The number of lines in the records that include "below" is all you should give.

● ● ●

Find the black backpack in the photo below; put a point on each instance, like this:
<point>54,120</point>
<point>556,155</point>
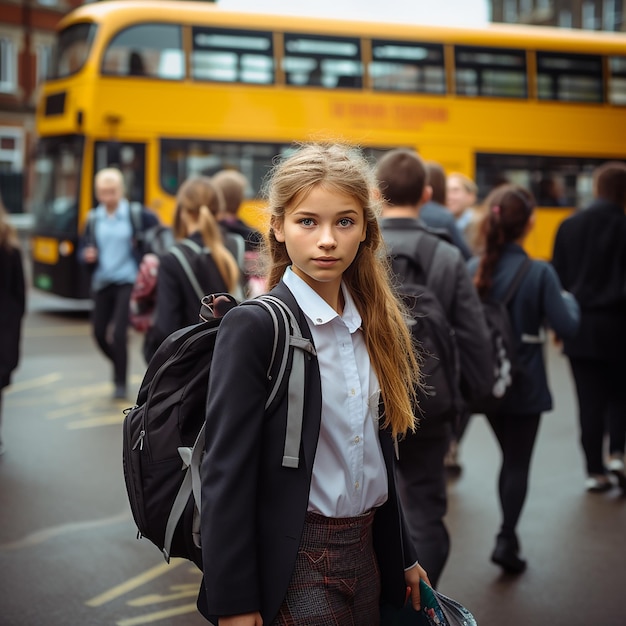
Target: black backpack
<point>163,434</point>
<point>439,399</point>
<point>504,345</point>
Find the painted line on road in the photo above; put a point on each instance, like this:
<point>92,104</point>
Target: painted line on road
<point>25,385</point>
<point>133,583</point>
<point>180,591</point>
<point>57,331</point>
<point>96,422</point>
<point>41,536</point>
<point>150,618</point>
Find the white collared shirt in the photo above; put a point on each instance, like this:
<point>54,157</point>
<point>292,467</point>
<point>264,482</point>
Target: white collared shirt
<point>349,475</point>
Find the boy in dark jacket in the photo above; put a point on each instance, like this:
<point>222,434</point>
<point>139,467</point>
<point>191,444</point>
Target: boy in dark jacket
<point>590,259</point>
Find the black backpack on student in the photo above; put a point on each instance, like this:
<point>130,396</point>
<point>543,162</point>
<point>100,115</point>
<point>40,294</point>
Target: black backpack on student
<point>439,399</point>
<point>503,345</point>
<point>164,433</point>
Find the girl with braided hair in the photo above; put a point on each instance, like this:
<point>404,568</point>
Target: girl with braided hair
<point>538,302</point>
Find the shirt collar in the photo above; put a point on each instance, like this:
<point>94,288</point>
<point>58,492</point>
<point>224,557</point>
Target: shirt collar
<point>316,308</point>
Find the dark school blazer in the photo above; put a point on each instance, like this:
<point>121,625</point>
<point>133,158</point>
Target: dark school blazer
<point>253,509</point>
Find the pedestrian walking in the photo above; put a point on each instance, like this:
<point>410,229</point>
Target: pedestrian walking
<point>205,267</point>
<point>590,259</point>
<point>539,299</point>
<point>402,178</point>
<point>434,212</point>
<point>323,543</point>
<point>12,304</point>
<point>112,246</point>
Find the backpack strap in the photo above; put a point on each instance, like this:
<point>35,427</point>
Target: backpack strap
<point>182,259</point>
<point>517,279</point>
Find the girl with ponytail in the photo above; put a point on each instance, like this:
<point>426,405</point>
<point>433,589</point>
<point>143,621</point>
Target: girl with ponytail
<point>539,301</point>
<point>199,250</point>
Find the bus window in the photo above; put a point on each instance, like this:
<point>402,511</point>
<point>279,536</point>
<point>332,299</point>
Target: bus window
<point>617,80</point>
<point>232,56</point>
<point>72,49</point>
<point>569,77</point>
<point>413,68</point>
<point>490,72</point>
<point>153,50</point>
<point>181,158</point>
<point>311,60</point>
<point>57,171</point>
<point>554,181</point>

● ● ●

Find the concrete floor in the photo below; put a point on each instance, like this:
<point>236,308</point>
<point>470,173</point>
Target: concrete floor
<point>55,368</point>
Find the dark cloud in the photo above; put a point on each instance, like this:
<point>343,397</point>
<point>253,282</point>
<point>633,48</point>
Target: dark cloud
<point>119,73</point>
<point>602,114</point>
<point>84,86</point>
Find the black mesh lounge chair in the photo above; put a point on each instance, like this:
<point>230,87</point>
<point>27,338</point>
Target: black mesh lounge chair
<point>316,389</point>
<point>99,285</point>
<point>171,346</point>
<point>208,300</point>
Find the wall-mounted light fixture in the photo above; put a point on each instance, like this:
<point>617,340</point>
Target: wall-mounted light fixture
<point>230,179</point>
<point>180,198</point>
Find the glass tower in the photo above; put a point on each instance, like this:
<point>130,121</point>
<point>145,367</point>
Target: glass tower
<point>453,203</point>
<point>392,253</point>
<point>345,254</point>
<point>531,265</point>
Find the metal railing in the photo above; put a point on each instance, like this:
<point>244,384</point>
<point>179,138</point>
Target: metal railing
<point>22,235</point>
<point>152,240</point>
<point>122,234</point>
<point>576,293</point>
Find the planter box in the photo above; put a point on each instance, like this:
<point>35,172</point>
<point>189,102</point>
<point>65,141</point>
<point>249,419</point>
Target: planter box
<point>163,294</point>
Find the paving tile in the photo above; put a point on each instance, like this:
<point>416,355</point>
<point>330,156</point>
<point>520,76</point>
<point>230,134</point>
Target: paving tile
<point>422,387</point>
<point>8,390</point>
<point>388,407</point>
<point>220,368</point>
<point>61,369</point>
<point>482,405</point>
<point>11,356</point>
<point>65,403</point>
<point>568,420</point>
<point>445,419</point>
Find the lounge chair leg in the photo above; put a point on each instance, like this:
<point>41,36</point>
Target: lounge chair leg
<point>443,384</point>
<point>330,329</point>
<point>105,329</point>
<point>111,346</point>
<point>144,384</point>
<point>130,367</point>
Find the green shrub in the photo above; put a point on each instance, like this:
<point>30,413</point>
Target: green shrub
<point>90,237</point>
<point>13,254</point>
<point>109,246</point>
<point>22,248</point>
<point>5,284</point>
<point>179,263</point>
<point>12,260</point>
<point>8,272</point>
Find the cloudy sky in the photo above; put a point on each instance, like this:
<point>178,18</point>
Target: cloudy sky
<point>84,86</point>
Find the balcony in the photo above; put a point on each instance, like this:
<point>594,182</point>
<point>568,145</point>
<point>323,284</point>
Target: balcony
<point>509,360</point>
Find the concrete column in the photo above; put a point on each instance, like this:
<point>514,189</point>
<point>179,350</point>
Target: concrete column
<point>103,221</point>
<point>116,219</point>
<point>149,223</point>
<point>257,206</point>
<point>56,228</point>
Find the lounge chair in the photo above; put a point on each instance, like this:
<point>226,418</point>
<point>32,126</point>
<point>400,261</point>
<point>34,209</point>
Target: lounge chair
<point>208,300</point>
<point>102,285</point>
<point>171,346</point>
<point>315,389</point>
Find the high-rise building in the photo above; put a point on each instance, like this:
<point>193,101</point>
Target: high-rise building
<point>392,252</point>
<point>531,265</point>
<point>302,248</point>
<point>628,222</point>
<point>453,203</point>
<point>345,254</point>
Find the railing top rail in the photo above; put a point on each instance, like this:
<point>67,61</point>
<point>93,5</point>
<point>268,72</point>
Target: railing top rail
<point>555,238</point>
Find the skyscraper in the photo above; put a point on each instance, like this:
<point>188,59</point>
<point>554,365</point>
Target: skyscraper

● ● ●

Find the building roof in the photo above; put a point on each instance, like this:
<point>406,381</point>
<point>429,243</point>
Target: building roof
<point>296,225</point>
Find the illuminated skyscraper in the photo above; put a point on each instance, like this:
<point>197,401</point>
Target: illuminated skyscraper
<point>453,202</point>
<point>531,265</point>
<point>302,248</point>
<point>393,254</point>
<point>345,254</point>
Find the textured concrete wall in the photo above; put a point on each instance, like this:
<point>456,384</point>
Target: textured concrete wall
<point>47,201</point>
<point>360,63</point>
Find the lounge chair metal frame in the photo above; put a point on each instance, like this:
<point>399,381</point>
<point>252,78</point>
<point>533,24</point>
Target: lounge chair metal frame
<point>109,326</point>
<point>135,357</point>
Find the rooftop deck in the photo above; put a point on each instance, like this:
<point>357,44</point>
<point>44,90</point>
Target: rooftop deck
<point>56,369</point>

● ● ●

Answer area:
2